STATED PROBLEM:
Pick out every line in the data below that contains the word "head", and copy each one. Case counts.

INPUT MATERIAL:
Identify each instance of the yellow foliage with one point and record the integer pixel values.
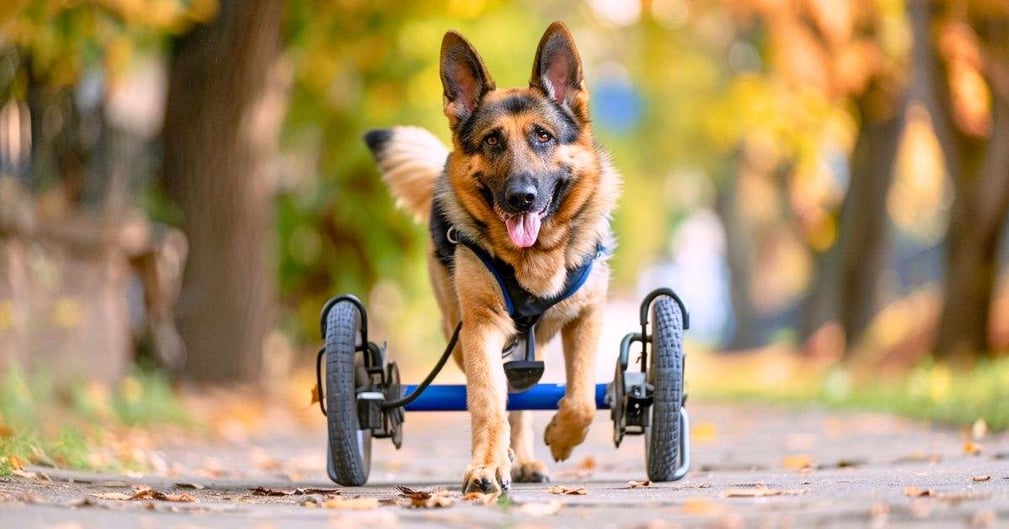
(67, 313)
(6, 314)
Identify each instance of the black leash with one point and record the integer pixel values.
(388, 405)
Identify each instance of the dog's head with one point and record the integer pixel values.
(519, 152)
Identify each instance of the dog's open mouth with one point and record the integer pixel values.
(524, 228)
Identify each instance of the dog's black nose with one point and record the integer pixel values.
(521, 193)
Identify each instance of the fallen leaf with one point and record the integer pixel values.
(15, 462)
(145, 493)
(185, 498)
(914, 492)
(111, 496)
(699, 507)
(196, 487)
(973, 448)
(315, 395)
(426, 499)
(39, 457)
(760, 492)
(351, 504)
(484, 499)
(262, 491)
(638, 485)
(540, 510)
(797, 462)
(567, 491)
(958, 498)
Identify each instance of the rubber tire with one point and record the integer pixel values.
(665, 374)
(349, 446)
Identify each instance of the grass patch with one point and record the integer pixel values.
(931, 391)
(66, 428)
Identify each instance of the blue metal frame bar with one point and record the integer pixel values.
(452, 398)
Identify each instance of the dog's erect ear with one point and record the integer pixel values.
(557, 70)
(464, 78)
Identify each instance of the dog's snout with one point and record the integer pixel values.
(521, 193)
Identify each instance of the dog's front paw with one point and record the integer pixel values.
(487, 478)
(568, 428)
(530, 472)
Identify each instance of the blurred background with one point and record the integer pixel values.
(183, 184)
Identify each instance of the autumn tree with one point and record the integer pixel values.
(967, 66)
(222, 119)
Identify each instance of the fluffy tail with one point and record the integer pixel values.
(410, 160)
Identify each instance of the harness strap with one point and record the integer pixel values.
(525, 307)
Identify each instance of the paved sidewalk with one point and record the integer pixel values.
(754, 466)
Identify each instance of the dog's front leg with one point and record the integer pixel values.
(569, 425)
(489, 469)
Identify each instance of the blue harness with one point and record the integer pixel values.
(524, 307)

==

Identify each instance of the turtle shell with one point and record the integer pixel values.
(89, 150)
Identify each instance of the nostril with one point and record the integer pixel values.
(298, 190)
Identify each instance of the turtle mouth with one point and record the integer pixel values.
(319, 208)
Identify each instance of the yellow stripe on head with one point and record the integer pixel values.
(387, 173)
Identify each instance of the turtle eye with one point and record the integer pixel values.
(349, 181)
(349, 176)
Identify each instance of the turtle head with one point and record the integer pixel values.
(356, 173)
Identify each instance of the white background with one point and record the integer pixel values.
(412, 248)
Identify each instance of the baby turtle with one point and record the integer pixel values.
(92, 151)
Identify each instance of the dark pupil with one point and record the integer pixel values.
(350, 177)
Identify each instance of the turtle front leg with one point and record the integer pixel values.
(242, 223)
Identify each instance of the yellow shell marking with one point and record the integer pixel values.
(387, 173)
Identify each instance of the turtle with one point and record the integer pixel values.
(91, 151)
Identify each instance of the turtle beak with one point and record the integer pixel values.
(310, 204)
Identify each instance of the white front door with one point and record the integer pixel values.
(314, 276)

RESPONSE TO THIS EXERCISE:
Identify each instance of the dog's head with one point and record the integer pixel values.
Identify each instance of the yellow stripe on head with one point and record the integer pixel values.
Identify each instance of the turtle head with one point and record the integer pixel values.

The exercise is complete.